• Direction: Pick out every row below that contains the string "tarmac" and copy each one unchanged. Case counts, so match capitals and lowercase letters exactly.

========

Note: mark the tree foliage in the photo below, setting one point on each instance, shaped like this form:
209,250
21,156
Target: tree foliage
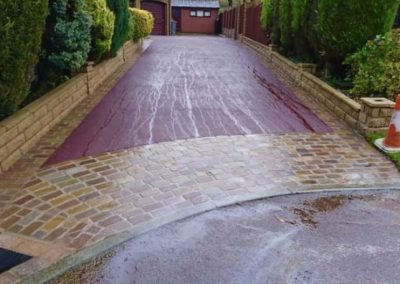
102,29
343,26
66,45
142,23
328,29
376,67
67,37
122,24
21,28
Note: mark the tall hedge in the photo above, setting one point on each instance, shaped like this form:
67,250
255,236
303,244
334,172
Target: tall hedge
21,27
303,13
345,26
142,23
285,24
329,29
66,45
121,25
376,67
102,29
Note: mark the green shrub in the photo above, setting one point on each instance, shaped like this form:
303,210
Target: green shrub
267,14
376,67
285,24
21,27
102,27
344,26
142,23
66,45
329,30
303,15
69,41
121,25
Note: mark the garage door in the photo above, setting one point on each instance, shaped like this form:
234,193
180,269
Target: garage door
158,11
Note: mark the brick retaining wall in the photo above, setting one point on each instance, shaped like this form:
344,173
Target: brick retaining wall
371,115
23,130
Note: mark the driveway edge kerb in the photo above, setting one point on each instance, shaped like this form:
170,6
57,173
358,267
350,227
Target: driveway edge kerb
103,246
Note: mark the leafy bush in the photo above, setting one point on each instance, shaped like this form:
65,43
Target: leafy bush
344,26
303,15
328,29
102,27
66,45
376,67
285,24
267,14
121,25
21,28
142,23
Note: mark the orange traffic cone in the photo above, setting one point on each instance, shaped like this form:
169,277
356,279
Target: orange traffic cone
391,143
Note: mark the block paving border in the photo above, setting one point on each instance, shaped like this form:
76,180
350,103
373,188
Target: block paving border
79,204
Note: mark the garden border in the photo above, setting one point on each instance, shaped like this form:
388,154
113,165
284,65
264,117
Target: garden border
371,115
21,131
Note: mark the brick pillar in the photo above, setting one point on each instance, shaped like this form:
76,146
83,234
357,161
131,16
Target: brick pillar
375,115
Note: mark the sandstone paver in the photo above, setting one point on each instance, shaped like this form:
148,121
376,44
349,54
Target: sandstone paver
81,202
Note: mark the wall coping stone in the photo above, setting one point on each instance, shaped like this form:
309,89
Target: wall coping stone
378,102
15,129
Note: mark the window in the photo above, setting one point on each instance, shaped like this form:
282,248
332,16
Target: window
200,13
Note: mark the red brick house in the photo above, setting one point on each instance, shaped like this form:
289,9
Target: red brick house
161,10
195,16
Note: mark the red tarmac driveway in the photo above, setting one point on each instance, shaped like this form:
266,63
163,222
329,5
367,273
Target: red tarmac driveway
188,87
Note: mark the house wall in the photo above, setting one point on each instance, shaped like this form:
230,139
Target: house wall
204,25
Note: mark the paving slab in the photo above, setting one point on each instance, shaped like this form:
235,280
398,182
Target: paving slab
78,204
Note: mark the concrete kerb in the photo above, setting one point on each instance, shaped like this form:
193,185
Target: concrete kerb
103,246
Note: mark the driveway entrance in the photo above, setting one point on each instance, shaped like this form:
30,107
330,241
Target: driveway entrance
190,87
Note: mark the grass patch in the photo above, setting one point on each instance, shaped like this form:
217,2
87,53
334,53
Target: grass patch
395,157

========

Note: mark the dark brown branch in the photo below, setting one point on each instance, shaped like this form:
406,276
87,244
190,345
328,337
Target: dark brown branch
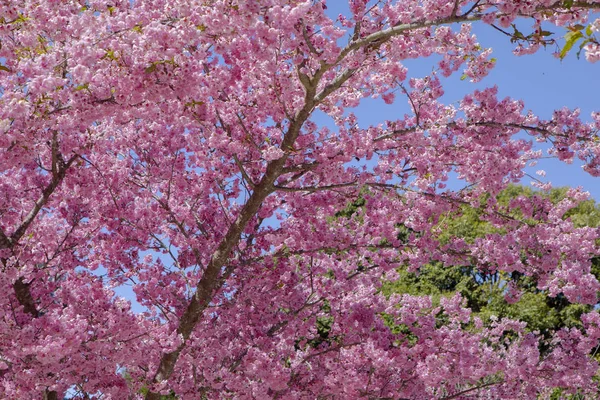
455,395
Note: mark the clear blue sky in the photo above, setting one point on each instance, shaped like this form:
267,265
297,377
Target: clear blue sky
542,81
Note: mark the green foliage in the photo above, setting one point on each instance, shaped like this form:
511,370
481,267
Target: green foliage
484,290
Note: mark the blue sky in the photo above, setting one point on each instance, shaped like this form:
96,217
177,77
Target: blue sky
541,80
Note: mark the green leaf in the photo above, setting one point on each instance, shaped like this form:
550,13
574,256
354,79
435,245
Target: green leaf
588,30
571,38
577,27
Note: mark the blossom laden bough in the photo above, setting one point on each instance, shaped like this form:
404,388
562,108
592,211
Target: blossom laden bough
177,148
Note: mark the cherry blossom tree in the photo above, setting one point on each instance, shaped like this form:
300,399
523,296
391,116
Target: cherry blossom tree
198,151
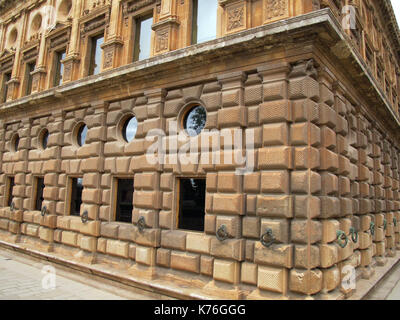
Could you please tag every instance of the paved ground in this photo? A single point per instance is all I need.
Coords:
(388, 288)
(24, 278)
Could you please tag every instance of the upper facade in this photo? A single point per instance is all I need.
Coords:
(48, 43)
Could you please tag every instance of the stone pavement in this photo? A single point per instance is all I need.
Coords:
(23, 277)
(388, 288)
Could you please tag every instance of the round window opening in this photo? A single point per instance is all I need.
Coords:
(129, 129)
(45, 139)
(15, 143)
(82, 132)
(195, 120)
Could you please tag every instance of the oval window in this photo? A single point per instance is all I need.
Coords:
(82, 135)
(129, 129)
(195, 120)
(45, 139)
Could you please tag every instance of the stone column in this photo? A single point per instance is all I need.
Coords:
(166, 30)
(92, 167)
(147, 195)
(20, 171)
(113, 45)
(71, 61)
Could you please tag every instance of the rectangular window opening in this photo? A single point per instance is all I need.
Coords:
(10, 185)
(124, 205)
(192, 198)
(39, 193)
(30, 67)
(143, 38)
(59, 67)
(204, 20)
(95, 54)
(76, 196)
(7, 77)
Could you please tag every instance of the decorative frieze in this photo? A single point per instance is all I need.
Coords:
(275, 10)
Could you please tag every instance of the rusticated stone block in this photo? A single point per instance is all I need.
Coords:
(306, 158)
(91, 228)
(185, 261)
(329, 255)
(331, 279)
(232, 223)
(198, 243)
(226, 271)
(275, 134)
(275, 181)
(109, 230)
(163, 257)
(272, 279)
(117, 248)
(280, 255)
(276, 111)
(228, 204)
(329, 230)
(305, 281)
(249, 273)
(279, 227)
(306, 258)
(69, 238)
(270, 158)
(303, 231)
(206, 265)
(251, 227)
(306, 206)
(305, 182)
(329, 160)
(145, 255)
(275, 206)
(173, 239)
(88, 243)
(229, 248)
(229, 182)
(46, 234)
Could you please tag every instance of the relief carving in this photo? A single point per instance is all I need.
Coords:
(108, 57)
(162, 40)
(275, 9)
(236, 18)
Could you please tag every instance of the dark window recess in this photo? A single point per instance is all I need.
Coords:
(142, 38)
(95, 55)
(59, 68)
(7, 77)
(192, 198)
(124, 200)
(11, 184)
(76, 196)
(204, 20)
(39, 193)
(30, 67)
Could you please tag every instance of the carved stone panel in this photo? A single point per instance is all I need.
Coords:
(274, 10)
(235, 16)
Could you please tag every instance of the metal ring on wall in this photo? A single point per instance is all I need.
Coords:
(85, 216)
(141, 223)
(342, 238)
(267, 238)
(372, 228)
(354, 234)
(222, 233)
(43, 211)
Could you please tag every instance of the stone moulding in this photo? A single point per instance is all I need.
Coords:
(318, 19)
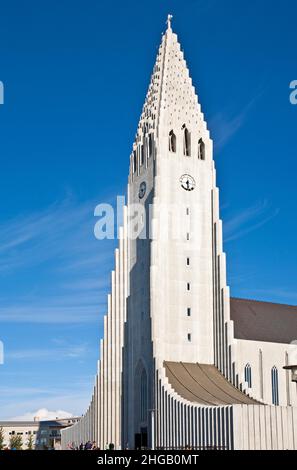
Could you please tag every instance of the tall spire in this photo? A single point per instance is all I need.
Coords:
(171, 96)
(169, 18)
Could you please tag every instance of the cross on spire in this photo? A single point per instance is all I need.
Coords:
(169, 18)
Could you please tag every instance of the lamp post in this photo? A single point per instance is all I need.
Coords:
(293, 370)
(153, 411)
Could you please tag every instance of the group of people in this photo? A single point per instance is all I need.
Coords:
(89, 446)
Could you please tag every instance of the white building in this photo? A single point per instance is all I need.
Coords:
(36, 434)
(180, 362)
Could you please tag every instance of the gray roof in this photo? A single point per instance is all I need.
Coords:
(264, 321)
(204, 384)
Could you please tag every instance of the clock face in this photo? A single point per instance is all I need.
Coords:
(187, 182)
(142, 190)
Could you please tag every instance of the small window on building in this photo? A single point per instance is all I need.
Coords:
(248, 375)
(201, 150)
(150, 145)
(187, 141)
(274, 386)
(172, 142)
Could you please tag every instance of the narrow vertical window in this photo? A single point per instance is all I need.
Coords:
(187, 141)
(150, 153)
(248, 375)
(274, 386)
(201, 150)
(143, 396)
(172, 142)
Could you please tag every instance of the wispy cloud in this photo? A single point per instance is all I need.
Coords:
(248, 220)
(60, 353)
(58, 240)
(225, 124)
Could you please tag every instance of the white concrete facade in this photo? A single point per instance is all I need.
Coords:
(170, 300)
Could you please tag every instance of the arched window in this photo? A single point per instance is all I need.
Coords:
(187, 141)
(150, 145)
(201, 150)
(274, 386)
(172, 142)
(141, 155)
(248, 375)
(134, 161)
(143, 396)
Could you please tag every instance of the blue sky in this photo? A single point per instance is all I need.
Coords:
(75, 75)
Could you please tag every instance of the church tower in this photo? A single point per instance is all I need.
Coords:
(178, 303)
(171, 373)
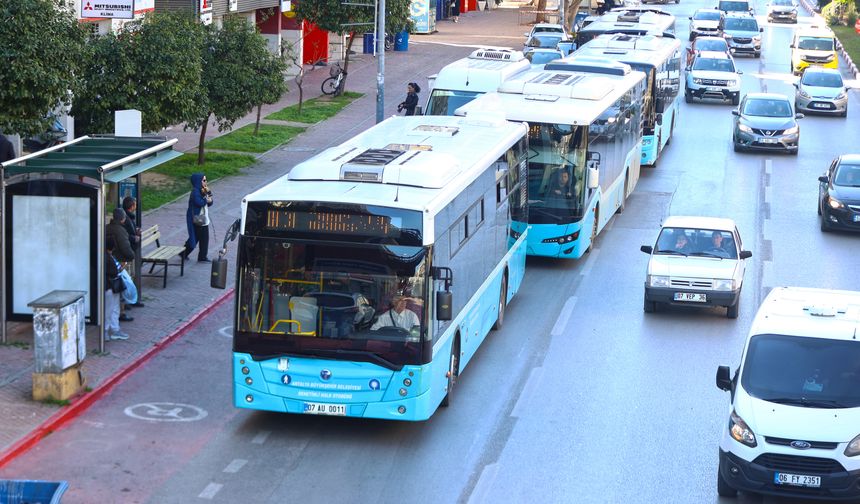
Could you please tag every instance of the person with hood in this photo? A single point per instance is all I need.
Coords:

========

• Final answer:
Note: mark the red tarmac driveway in the photo above, setting one point on each instance, shaped like this form:
Target: red tarmac driveway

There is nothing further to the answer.